**Page:**
Carpenter is directly on point here – Velocity’s information was confidential, stored and analyzed by the company’s proprietary, in-house software, and was crucial to run Velocity’s business. Velocity had an interest in keeping this information private and required their employees to sign several confidentiality agreements. Thus, the information in question was confidential, creating a property right and qualifying for protection under the mail and wire fraud statutes.

The Court dismissed Hager’s argument that Skilling applied, saying the issue there concerned an “intangible right of honest services.” Court held that Skilling actually broadened the existing statutes, including protections for both property rights and the intangible right of honest services. The Court never explicitly overruled Carpenter, and each case involves distinctive rights protected by the wire and mail fraud statutes.

Hager’s argument that only trade secrets as defined by state law are protected under the statute also failed. The Court found there was insufficient authority to support this assertion. The Court also rejected the rest of Hager’s arguments in turn:

  • His wife was not entitled to be granted immunity, and there was no evidence of government abuse from failing to do so.


  • The court refused to allow testimony from an expert comparing a similar lawsuit involving Velocity, wherein they were accused of taking propriety information. The trial court denied the admission based on relevance and hearsay grounds. The Court found no reversible error, finding the evidence of a prior criminal prosecution of Velocity was, at best, tangential. Hager was allowed to cross-examine witnesses on the previous lawsuit concerning confidentiality and for impeachment – but he failed to do so.


  • Hager moved to sever tax fraud counts under Federal Rule of Criminal Procedure 14, which was denied. The denial of a motion to sever is reviewed using ‘exceeding deference’ to the trial court’s decision, and there must be evidence that failure to do so caused an unfair trial. Severance remains in the sound discretion of the trial court. His grounds for requesting severance based on fear that cross-examination of a witness would elicit compromising evidence was not compelling. The sole purpose of cross-examination is to impeach witnesses – therefore, this ‘prejudice’ was neither extraordinary nor warranted severance.

The Court, in this opinion, maintained its broad interpretation of information that is subject to the protection of mail and wire fraud statutes.  A good case to know in this exceedingly complex area.

**Dataset section:**

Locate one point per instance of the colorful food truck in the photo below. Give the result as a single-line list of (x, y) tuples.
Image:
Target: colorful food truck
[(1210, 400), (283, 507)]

**Set exercise 1:**
In the case summary, under which rule did Hager move to sever the tax fraud counts?
**Set exercise 2:**
Update the stretch of the case summary from "The Court, in" through "exceedingly complex area.", replacing "exceedingly complex" with "highly technical".
The material here comes from a different source than the case summary.

**Expected answer 1:**
Federal Rule of Criminal Procedure 14

**Expected answer 2:**
The Court, in this opinion, maintained its broad interpretation of information that is subject to the protection of mail and wire fraud statutes.  A good case to know in this highly technical area.